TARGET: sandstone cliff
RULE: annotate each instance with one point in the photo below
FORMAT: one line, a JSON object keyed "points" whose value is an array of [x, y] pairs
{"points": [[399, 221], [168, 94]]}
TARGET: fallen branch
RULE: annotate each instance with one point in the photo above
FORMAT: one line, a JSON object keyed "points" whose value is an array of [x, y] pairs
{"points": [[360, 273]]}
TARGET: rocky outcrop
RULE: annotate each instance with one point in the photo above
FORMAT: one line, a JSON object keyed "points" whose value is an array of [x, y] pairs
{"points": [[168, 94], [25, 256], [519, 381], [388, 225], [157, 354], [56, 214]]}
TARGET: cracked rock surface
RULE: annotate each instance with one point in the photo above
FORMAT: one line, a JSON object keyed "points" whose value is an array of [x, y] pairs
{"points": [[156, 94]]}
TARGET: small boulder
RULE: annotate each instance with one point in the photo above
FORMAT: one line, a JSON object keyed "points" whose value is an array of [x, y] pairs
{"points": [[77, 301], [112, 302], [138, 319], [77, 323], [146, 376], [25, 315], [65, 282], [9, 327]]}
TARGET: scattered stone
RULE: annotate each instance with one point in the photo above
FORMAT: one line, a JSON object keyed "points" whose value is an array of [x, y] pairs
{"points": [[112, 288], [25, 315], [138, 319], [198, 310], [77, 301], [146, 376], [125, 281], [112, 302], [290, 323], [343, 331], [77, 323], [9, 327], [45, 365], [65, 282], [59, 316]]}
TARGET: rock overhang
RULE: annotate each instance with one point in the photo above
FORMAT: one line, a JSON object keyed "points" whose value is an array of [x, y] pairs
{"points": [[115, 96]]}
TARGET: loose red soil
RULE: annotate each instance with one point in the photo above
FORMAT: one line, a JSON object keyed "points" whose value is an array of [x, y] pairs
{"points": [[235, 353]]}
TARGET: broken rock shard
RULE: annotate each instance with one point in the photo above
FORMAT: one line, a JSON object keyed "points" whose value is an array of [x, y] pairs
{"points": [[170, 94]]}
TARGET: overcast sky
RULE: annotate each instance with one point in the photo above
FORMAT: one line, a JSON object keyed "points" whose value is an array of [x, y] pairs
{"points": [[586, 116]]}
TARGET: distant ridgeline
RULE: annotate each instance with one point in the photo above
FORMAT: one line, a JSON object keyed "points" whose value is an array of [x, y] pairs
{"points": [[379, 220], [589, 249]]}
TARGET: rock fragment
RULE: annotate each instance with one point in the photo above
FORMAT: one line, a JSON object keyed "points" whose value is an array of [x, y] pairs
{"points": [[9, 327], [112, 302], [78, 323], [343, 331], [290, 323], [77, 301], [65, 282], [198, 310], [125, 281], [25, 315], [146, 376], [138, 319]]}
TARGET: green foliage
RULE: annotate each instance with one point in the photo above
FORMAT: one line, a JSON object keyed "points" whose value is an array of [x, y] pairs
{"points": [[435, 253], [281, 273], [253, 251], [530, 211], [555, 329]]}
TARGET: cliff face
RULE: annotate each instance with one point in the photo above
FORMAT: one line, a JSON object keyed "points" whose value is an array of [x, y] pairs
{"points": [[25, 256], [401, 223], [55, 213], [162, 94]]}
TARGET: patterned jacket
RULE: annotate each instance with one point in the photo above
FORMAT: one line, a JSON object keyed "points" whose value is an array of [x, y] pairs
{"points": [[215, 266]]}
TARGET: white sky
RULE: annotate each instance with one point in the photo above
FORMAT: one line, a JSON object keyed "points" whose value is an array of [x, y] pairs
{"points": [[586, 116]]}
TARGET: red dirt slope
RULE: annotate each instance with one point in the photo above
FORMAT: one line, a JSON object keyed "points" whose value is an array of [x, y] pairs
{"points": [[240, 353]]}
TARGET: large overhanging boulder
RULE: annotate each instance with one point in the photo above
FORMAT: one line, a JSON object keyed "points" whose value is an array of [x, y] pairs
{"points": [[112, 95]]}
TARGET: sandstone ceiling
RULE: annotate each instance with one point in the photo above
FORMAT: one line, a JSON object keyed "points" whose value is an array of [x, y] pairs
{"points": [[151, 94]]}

**Given request:** Reproduce the lines that start at the one containing "TARGET: sandstone ceiling" and end with the last line, and give only those. Add 81 to every x and y coordinate in their answers.

**Exercise solution:**
TARGET: sandstone ceiling
RULE: annotate each instance with one point in the photo above
FORMAT: one line, a JSON object keyed "points" whose value is an array of [x, y] pairs
{"points": [[232, 175]]}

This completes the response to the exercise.